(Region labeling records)

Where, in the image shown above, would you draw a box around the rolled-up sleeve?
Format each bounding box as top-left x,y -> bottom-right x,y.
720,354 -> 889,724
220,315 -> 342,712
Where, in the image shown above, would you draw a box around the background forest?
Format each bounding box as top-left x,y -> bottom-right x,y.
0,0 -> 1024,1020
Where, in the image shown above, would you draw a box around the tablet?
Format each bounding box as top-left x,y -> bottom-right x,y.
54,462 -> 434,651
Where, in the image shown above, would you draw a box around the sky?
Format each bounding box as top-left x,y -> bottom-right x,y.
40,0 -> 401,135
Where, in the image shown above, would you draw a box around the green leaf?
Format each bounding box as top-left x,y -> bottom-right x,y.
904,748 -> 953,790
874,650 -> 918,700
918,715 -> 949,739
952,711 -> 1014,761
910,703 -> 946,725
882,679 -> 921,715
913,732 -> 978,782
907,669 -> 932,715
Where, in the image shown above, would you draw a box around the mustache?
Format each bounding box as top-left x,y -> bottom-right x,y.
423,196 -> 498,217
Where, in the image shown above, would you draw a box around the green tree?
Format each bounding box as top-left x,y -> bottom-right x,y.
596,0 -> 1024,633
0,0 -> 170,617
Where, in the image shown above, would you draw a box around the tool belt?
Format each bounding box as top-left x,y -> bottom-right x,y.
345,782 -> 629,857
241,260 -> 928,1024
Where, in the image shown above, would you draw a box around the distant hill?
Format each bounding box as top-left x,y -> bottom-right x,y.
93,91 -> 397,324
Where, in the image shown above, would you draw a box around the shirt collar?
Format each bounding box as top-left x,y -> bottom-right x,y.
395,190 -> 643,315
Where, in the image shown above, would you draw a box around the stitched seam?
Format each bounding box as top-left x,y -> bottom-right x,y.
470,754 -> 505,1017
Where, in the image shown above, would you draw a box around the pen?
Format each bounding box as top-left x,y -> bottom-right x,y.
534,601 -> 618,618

**WHAT IS EXPECTED**
Switch "top-left" to "upper-left" in the lines from the line with "the tool belt?" up to and including the line with "395,190 -> 643,315", changing nothing else. Return only those lines.

**SOLUTION FOR THIS TASK**
Where, in the image shown above, would you draw a box around the tool belt?
Format each bounding box as upper-left x,y -> bottom-right x,y.
345,782 -> 629,857
241,260 -> 928,1024
Where, in the image shown above, would you draw a box around the distant hill?
Format each bounding box as upper-left x,y -> bottom-right x,y.
93,91 -> 397,324
Where, in the image shown above, would you draw a box around the shirt collar?
Format each bounding box as upper-left x,y -> bottom-right x,y.
395,190 -> 643,315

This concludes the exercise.